# Kings County Data

We were given a dataset regarding housing prices in Kings County. Our task was to create a model that predicts selling price of a house.

In [None]:
#import data file
import pandas as pd
import numpy as np
df = pd.read_csv("kc_house_data.csv")

## First Import and Clean Data

After importing the needed packages and exploring the data, it was clear that cleaning was needed. Specifically, there were placeholder symbols in some columns, some columns were the wrong data type and some had NaN values that needed to be replaced. After taking care of these things, there were features to engineer. In this case, I created an value for the age of the house, how much of the square feet was not in the basement, bathrooms per bedroom, and a boolean value for whether the house had a basement.

[Dataset entries]
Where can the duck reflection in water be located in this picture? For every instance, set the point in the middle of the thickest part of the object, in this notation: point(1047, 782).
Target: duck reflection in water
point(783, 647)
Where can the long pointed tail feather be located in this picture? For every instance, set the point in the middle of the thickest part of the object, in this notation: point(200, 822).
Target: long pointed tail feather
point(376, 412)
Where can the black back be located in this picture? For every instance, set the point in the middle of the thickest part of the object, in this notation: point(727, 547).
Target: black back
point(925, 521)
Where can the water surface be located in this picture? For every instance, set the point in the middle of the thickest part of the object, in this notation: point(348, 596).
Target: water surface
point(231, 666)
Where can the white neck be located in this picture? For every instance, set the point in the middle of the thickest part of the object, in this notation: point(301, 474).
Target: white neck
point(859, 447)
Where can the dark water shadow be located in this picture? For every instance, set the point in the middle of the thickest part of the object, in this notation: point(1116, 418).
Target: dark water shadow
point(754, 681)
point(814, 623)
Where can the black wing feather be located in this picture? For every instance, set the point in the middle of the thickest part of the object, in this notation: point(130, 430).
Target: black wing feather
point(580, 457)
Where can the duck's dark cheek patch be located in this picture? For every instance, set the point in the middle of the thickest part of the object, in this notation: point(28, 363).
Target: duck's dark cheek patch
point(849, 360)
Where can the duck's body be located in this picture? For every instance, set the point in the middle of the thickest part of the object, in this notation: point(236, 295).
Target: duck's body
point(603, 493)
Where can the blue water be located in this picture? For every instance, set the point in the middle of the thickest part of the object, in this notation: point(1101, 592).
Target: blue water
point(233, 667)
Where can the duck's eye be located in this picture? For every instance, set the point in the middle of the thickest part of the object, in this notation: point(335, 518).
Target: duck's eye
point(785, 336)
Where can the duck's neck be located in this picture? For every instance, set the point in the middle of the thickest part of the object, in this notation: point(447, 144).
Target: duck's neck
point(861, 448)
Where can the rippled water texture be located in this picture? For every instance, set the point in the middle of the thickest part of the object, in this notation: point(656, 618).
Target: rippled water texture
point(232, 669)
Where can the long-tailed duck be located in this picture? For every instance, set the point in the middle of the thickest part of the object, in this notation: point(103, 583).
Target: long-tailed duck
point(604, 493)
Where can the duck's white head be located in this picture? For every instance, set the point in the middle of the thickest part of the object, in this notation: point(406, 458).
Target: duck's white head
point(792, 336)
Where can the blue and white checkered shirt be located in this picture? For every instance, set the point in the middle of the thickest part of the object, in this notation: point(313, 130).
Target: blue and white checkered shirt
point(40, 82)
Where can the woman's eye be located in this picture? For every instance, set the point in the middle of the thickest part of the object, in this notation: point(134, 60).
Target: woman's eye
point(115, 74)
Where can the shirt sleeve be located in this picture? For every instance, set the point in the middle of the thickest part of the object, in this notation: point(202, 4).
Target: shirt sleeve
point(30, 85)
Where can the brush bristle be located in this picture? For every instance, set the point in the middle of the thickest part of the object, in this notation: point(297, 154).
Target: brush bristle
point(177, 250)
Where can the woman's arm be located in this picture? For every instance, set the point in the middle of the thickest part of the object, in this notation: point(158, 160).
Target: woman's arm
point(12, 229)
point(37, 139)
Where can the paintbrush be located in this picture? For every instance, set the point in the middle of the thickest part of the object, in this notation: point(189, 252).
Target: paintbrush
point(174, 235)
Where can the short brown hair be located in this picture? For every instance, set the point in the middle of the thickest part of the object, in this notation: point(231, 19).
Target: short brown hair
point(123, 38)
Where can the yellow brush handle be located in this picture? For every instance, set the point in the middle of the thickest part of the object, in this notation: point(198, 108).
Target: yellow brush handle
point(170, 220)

__Tasks to complete__
1. Copy the Kings County notebook from "# Kings County" to "had a basement.", swapping "basement" for "lower level".
2. Turn the Kings County notebook paragraph beginning "After importing the needed packages" into a bulleted list that keeps its main facts.
The records come from a separate source unrelated to the Kings County notebook.

__Answers for this exercise__
1.
# Kings County Data

We were given a dataset regarding housing prices in Kings County. Our task was to create a model that predicts selling price of a house.

In [None]:
#import data file
import pandas as pd
import numpy as np
df = pd.read_csv("kc_house_data.csv")

## First Import and Clean Data

After importing the needed packages and exploring the data, it was clear that cleaning was needed. Specifically, there were placeholder symbols in some columns, some columns were the wrong data type and some had NaN values that needed to be replaced. After taking care of these things, there were features to engineer. In this case, I created an value for the age of the house, how much of the square feet was not in the lower level, bathrooms per bedroom, and a boolean value for whether the house had a lower level.

2.
- Exploring the data after importing the packages showed that cleaning was needed.
- Cleaning problems:
  - Some columns had placeholder symbols.
  - Some columns had the wrong data type.
  - Some columns had NaN values that needed replacing.
- Engineered features:
  - Age of the house
  - Square feet not in the basement
  - Bathrooms per bedroom
  - A boolean for whether the house had a basement